## [What the task asks]
Pull out each line below that contains the word "wall" and copy it in full. Letter case matters when matching.

## Start

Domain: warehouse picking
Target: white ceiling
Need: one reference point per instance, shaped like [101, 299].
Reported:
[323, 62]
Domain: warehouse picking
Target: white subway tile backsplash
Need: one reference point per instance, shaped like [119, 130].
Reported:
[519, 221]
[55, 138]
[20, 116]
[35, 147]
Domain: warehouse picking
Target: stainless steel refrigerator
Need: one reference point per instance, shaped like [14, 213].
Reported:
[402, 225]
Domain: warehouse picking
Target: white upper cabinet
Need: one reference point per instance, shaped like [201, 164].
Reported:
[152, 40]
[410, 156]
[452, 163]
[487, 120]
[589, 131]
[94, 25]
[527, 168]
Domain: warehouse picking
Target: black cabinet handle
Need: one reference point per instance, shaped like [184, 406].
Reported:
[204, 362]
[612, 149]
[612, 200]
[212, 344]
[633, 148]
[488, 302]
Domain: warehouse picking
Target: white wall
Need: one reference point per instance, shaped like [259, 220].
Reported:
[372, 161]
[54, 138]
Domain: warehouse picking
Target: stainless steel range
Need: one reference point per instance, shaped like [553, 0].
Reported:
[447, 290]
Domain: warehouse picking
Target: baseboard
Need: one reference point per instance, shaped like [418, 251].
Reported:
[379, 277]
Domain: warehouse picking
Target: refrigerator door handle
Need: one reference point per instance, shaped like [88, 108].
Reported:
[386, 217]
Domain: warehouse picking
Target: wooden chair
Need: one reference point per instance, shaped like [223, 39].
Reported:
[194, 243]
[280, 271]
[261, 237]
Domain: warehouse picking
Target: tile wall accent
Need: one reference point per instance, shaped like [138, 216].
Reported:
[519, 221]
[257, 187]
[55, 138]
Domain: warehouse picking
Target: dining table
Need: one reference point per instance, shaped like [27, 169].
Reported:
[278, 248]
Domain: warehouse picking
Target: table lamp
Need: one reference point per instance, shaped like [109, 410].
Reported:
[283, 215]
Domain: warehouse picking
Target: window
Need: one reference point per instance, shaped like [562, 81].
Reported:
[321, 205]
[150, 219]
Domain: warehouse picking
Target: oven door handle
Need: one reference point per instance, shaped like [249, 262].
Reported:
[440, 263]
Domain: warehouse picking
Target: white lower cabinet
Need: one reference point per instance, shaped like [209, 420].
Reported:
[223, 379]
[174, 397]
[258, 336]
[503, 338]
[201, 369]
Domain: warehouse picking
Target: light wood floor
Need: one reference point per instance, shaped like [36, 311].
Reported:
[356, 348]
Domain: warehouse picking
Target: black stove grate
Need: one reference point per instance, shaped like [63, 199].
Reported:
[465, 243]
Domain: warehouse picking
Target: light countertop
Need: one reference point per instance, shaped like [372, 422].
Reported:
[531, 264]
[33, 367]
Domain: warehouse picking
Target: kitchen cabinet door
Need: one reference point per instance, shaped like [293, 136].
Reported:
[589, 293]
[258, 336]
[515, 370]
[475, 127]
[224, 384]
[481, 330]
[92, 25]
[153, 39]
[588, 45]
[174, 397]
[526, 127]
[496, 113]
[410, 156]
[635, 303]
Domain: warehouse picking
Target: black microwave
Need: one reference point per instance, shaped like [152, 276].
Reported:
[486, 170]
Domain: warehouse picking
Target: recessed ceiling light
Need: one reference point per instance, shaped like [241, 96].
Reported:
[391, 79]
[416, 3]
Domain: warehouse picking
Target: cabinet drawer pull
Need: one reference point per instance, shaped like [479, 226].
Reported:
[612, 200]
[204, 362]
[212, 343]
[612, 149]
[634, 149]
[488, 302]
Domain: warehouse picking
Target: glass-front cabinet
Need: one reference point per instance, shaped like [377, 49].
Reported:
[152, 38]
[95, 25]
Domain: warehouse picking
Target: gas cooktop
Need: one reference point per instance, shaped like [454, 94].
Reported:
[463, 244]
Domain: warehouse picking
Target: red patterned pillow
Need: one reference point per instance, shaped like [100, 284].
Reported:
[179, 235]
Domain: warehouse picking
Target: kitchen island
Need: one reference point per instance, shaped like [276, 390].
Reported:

## End

## [Answer to the exercise]
Target: white wall
Target: tile wall accent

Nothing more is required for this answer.